■ **Input**:
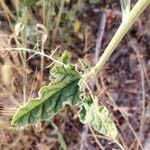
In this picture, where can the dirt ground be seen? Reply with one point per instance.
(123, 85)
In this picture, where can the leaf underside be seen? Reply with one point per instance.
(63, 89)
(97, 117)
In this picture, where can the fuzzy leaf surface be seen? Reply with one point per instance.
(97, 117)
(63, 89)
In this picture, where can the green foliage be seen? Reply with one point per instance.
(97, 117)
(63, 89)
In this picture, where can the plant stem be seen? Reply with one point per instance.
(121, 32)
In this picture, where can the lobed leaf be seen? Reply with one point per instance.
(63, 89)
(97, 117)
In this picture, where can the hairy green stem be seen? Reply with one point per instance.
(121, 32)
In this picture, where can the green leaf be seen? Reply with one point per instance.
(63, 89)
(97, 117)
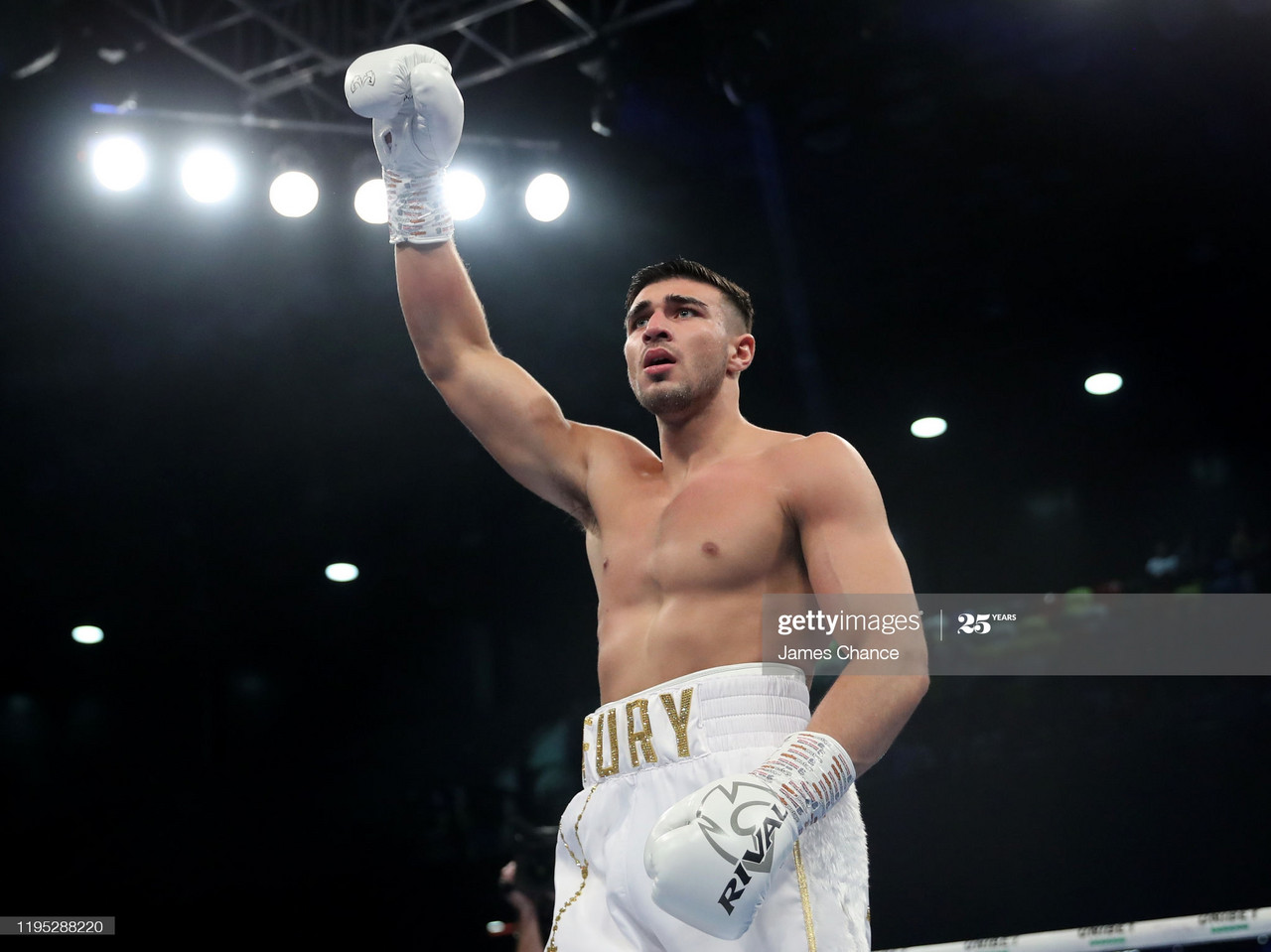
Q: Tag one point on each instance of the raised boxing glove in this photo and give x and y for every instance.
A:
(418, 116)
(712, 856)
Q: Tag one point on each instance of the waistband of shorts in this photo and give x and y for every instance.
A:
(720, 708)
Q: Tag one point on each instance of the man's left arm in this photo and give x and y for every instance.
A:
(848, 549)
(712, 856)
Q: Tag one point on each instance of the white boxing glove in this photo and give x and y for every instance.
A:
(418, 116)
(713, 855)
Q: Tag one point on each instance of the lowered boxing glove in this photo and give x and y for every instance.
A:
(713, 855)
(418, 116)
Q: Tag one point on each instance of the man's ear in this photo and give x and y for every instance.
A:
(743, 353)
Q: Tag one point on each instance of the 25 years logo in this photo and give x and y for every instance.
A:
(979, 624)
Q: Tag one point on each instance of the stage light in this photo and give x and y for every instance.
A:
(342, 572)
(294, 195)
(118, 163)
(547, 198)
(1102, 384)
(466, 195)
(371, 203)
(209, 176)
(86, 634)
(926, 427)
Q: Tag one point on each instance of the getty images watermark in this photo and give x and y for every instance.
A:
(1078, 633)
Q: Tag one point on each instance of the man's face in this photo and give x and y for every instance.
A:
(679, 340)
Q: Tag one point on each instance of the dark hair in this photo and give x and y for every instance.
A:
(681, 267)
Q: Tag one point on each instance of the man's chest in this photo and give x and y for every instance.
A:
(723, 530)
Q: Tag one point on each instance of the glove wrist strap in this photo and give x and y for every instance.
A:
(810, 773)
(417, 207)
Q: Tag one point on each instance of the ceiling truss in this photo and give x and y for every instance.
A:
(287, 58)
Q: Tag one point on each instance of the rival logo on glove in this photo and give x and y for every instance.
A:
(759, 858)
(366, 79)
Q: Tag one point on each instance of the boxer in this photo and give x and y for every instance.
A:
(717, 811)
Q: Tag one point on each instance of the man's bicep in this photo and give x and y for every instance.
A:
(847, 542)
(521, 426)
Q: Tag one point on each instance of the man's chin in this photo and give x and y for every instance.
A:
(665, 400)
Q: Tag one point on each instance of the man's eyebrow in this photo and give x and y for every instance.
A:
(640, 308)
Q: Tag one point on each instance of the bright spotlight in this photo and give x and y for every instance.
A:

■ **Objective**: Can you arrange every row above as a numbered list, skipping blank lines and leaving the pictures out?

■ **Correct output**:
1. In this picture, where can the dirt ground be seen? Reply with one point per instance.
2. (123, 85)
3. In this picture, where can the leaf underside be seen? Reply with one point per instance.
4. (63, 89)
5. (97, 117)
6. In this picture, where can the fuzzy leaf surface be seen? Reply with one point per instance.
7. (97, 117)
8. (63, 89)
9. In this picture, where can the green foliage be seen? Reply with one point per instance.
10. (97, 117)
11. (63, 89)
12. In this picture, where can the plant stem be seen? Reply with one point per instance.
13. (121, 32)
14. In this picture, where can the lobed leaf be seen? Reply with one point per instance.
15. (63, 89)
16. (97, 117)
17. In this picture, where can the hairy green stem be seen? Reply with one point per instance.
18. (121, 32)
19. In this picture, where can the green leaf be seen? Reply with one point per instance.
20. (63, 89)
21. (97, 117)
22. Q: Tag one point on each instance of the raised boxing glove in this photo and give x and y for every instance.
23. A:
24. (418, 116)
25. (712, 856)
26. Q: Tag one point on each instance of the waistband of shorts in this photo and give x and y for every instance.
27. A:
28. (720, 708)
29. Q: Tag one point on each instance of the man's left arm in this photo and give x and y for every instance.
30. A:
31. (848, 549)
32. (712, 856)
33. Q: Tag one point on each instance of the white boxing glove in this photo and give x and y for every instance.
34. A:
35. (418, 116)
36. (713, 855)
37. Q: Tag one point on each instance of the lowered boxing glove in this photo and give x and y for every instance.
38. A:
39. (713, 855)
40. (418, 116)
41. Q: Tag one point on each instance of the man's ear in this photo and give x and y for every instance.
42. A:
43. (743, 353)
44. Q: Tag one point on each instance of the 25 years logo in this photo and give x and y for every instance.
45. A:
46. (979, 624)
47. Q: Tag one point on each instance of the stage light in this photo and give x and y for every instance.
48. A:
49. (342, 572)
50. (294, 195)
51. (118, 163)
52. (547, 198)
53. (1102, 384)
54. (466, 195)
55. (371, 203)
56. (209, 176)
57. (86, 634)
58. (926, 427)
59. Q: Tag one point on each instance of the getty images watermark in this photo and give x and y for every instance.
60. A:
61. (1078, 633)
62. Q: Tag one point on each instance of the man's face in this photo and give x and y for every instance.
63. A:
64. (679, 340)
65. Q: Tag one point on each instance of the dark hair in this photo and give x and y for every instance.
66. A:
67. (681, 267)
68. Q: Tag one point on each instance of the man's chest in this photo and give x and y for every instance.
69. A:
70. (723, 530)
71. Q: Tag one point on each instance of the glove wrist strap in this photo and give x and y for every instance.
72. A:
73. (810, 773)
74. (417, 207)
75. Q: Tag one point on each instance of the ceiling truss in this photo and give x and y for every instance.
76. A:
77. (287, 58)
78. Q: Tag one point on each instance of the rival logo on glove in this photo and give x and y for every instance.
79. A:
80. (759, 858)
81. (366, 79)
82. Q: Tag one point on each instance of the boxer in this photo and give x and y for every instance.
83. A:
84. (717, 811)
85. Q: Tag one point on each instance of the man's bicep in this photo and give x and y for every instance.
86. A:
87. (847, 542)
88. (521, 426)
89. Q: Tag one point on each instance of the man's chin in this photo and give x and y for every instance.
90. A:
91. (665, 400)
92. Q: Tag one point on each instance of the man's eyebrow in this photo and give x and y for every instance.
93. A:
94. (640, 308)
95. Q: Tag one point on each instance of the bright spotlight in this photo and give x and y for every instance.
96. A:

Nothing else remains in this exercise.